[Stored items]
+ + + +

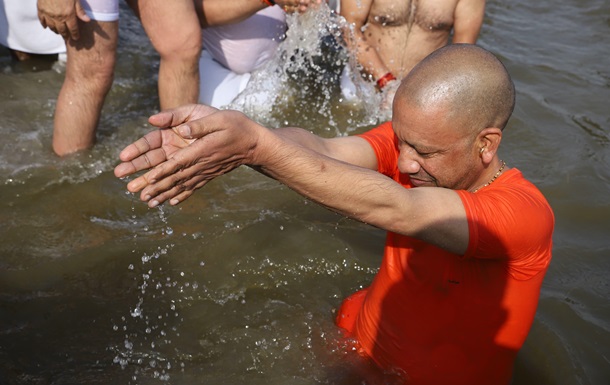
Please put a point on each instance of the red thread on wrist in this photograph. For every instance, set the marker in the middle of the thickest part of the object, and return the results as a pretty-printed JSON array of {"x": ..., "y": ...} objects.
[{"x": 385, "y": 79}]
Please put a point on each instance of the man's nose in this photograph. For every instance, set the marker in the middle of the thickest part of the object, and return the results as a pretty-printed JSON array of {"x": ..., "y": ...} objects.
[{"x": 407, "y": 161}]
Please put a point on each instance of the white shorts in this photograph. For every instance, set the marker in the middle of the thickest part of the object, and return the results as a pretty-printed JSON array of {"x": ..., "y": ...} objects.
[
  {"x": 21, "y": 30},
  {"x": 101, "y": 10}
]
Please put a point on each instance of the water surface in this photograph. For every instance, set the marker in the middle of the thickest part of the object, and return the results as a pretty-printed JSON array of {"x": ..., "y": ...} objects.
[{"x": 240, "y": 283}]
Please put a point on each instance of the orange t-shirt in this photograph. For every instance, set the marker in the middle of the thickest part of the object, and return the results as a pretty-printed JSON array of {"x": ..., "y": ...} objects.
[{"x": 442, "y": 318}]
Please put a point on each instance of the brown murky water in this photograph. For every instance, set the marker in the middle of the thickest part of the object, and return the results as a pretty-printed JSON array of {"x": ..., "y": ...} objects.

+ + + +

▶ **AIM OF THE EXERCISE**: Return the lines above, from the one containing "Please put a point on each instance of the man's" to the end, exactly as they stand.

▶ **OUTPUT OF THE EXERCISE**:
Please put a point on each instance of the man's nose in this photograph. For every instance, set the marker in the middle of the thickest part of the object, and return the results as a pretty-printed JSON array of {"x": ..., "y": ...} objects.
[{"x": 407, "y": 161}]
Please put a point on each instance of the white shorts in this photograph. For every instance, set the marker in the middle of the thickest part of the object, and return the results as a pretty-printed JSON array of {"x": ..., "y": ...} objects.
[
  {"x": 21, "y": 30},
  {"x": 101, "y": 10}
]
Please put a point on each instance of the water surface in this photograph. For every instance, set the marker in the middle of the thickest part of the object, and return the results as a pretty-printed JSON array of {"x": ..., "y": ...} objects.
[{"x": 240, "y": 283}]
Please put a point on each instance of the orange t-shirt in this photograph. For every instance, set the marker in the middle of the thickest part of the object, and return the results as a pretty-printed JSON array of {"x": ..., "y": ...} objects.
[{"x": 442, "y": 318}]
Please put a point on each instance of the brown murky water in this photograph. For every instance, set the marker in the middle of the thickest part of the object, and return the results as a pretty-printed JSON array of {"x": ..., "y": ...} objects.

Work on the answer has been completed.